Top of Document extract

When you think of American women’s history, what images come to mind? Whose stories do you remember learning about in school? Many Americans might have a similar shortlist, including well-known icons like Susan B. Anthony, Rosa Parks, Eleanor Roosevelt, and Harriet Tubman. While women’s representation in textbooks and educational standards has grown somewhat in recent years, teachers often seek out external resources to help them integrate women’s stories, particularly those from historically underrepresented communities, into curricula that are still largely centered around white men.
A new collaborative project between SAAM and the National Portrait Gallery (NPG) seeks to expand the images, voices, and diverse stories of women in classrooms around the country. Thanks to funding from the Smithsonian American Women’s History Initiative (“Because of Her Story”), educators from both museums worked together to write and produce a set of six classroom teaching posters featuring three artworks each from SAAM and NPG’s collections.

Bottom of Document extract

■ **Exercise instructions**:
1 - Answer these questions from the women's history passage:
(a) Which four well-known icons does it list as a shortlist many Americans might share?
(b) Which initiative provided funding for the project?
(c) How many classroom teaching posters did the educators produce?
2 - Reproduce word for word the part of the women's history passage that opens with the words containing "When you think" and closes with "around white men.".
3 - Write the next part of the women's history passage, picking up after its last sentence.
The data that comes next is from an unrelated source.

Top of Data shown

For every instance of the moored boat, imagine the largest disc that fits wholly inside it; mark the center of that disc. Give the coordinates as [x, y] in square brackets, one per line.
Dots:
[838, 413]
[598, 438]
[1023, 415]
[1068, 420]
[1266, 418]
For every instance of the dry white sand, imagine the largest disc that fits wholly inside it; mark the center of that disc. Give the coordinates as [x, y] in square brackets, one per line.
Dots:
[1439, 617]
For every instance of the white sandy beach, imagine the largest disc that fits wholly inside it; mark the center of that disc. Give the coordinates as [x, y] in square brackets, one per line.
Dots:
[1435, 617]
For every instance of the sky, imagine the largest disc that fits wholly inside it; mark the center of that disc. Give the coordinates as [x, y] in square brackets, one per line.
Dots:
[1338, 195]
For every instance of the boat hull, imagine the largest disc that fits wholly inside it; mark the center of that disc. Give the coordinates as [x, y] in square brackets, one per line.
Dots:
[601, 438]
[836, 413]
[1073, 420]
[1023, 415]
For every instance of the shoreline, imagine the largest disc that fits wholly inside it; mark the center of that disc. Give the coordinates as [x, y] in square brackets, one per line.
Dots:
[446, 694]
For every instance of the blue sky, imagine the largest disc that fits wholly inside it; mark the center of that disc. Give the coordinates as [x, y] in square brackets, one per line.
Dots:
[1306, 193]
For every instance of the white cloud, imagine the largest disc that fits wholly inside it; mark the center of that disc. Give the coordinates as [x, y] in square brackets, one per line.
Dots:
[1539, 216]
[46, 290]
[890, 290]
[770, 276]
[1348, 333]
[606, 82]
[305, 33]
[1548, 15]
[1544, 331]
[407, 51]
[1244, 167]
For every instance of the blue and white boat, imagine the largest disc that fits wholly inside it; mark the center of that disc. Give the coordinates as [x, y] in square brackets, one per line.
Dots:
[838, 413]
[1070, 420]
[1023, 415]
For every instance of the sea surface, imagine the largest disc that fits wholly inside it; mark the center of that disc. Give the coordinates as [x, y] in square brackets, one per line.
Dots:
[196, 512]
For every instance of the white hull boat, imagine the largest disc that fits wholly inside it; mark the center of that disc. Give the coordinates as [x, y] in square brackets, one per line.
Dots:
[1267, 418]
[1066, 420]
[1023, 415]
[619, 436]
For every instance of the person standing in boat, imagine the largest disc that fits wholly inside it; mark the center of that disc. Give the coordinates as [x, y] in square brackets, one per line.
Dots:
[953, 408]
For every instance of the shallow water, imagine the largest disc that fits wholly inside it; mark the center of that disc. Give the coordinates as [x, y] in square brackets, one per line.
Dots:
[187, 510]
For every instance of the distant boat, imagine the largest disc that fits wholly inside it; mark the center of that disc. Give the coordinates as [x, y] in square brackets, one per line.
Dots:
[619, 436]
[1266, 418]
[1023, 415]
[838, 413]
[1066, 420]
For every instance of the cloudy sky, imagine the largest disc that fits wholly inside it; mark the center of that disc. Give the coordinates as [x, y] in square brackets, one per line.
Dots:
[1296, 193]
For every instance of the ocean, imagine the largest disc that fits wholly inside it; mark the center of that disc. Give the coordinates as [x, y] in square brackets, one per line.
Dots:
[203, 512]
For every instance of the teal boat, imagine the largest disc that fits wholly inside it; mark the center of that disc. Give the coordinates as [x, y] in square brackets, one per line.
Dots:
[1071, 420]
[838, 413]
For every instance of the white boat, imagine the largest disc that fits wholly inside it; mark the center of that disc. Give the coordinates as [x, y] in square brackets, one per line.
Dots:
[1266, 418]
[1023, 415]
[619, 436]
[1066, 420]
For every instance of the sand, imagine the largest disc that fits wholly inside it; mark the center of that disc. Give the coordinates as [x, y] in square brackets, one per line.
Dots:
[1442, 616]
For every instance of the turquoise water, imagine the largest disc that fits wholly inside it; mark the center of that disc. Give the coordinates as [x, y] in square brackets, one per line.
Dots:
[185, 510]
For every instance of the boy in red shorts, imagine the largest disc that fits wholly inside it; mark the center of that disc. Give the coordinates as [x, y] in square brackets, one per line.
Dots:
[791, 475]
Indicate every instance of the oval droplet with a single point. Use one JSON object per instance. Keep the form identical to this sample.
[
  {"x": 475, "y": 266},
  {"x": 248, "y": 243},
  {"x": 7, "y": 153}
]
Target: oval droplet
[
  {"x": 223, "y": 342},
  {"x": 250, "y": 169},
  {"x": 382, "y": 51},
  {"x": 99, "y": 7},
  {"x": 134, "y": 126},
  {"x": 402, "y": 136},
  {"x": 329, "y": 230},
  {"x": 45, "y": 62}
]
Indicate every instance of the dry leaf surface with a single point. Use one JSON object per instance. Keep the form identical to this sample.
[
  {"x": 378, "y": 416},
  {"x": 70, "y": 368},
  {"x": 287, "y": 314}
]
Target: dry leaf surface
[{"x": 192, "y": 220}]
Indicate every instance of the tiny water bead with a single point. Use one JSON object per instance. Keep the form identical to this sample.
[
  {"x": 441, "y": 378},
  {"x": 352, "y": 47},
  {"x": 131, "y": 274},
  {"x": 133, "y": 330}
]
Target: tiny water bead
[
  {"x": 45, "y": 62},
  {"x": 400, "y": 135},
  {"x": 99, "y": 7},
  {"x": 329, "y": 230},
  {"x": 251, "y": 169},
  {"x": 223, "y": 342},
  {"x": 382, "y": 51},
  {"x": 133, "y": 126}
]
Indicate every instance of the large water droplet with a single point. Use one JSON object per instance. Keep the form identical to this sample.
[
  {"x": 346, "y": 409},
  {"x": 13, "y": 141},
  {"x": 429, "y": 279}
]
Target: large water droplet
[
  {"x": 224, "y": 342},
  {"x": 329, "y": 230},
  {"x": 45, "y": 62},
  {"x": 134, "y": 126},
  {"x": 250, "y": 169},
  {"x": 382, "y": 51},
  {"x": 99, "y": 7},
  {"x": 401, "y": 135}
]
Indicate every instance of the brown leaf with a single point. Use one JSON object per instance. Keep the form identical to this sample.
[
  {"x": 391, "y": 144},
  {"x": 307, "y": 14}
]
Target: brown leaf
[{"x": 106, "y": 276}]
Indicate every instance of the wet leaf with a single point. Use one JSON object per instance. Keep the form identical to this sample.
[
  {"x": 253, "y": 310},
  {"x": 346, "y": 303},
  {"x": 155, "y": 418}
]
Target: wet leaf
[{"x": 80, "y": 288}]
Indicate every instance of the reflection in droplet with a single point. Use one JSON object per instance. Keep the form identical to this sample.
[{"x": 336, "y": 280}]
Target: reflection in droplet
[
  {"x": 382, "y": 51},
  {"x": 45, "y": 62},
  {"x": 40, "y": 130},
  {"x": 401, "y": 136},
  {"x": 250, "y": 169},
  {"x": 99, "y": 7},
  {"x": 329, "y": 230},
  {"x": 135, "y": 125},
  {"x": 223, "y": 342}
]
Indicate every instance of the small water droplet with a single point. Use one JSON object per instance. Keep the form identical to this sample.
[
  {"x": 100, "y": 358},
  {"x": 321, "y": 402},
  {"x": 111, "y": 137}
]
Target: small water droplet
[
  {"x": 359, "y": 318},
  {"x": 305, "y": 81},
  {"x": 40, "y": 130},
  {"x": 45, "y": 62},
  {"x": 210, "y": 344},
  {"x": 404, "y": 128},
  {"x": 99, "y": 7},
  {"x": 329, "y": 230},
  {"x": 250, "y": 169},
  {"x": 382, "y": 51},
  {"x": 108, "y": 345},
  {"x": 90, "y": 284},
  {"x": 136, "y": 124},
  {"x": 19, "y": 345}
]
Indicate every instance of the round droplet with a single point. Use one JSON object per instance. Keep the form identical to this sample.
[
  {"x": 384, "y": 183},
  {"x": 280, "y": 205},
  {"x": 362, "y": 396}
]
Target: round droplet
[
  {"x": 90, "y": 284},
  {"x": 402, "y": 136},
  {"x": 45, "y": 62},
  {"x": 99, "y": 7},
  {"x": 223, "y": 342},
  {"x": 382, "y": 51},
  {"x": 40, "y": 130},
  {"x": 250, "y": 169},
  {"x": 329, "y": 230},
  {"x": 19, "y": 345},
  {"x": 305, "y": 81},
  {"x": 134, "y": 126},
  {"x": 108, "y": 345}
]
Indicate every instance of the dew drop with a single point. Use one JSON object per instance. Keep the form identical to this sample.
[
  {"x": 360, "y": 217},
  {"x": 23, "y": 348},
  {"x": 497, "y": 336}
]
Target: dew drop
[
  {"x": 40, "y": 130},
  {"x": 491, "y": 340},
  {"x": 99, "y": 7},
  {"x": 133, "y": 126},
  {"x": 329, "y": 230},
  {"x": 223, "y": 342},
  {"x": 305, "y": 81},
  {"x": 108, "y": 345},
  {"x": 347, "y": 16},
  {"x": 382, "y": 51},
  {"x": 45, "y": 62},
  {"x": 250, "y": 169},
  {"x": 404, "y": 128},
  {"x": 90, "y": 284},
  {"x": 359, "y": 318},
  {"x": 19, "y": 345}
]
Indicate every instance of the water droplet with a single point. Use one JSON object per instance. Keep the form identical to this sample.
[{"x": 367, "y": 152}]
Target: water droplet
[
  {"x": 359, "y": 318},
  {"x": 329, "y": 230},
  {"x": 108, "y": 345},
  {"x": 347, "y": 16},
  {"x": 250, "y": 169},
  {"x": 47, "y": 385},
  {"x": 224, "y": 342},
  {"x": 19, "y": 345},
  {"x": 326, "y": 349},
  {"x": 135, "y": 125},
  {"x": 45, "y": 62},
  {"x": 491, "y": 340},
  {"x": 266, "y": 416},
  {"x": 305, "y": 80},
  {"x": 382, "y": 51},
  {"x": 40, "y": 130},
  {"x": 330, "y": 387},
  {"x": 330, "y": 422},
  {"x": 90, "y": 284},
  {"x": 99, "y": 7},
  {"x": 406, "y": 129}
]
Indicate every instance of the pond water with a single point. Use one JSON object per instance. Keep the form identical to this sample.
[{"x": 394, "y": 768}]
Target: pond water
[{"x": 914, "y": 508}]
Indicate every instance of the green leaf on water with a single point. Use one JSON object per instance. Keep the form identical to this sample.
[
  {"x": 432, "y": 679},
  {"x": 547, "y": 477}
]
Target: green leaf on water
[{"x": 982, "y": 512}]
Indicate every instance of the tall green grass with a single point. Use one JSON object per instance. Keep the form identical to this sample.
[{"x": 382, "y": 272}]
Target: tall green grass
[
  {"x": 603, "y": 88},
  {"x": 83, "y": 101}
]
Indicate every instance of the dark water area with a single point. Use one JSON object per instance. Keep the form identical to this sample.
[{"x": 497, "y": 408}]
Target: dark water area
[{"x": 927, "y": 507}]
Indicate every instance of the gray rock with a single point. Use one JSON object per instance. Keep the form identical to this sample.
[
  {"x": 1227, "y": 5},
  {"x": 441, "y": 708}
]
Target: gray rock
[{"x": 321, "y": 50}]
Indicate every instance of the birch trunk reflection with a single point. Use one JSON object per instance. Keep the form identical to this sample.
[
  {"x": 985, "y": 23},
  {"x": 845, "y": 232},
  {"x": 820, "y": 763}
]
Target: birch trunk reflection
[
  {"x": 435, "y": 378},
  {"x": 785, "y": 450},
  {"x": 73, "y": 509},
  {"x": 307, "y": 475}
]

Bottom of Data shown

■ **Answer section**:
1 -
(a) Susan B. Anthony, Rosa Parks, Eleanor Roosevelt, and Harriet Tubman
(b) The Smithsonian American Women's History Initiative ("Because of Her Story")
(c) Six

2 -
When you think of American women’s history, what images come to mind? Whose stories do you remember learning about in school? Many Americans might have a similar shortlist, including well-known icons like Susan B. Anthony, Rosa Parks, Eleanor Roosevelt, and Harriet Tubman. While women’s representation in textbooks and educational standards has grown somewhat in recent years, teachers often seek out external resources to help them integrate women’s stories, particularly those from historically underrepresented communities, into curricula that are still largely centered around white men.

3 -
With input from classroom teachers, the six artworks were thoughtfully selected to surface lesser-known women’s stories and offer interdisciplinary entry points for engaging students and connecting with curriculum. Each poster includes well-researched context about the artwork, artist, and/or sitter on the back, as well as close-looking questions and suggested connections to help teachers think of meaningful ways to use the images with their students.
The collaborative nature of the project allowed us to use both museums’ unique strengths to our advantage, selecting a diverse range of artworks that approach women’s history from different angles. The featured artworks from SAAM’s collection showcase the perspectives of three female artists, whereas the three NPG artworks focus on the lives of the portrait subjects.
Jaune Quick-To-See Smith’s State Names (2000) utilizes the visual language of abstraction and collage to make visible the indigenous presence in North America, and raise compelling questions about history, identity, and the power of place. Smith, an enrolled member of the Confederated Salish and Kootenai Tribes, is a leading advocate for Native American representation in the arts.
Alma Thomas taught art to students at Shaw Junior High School in Washington, DC for more than 35 years, becoming an art world sensation only after her retirement from teaching. Thomas broke barriers many times over. She was the first African American woman to have a solo exhibition at the Whitney Museum of American Art in New York, and the first to have a painting acquired by the White House’s permanent collection. Her 1970 painting The Eclipse showcases her bold and unique vision, and her fascination with outer space in the years following the first moon landing.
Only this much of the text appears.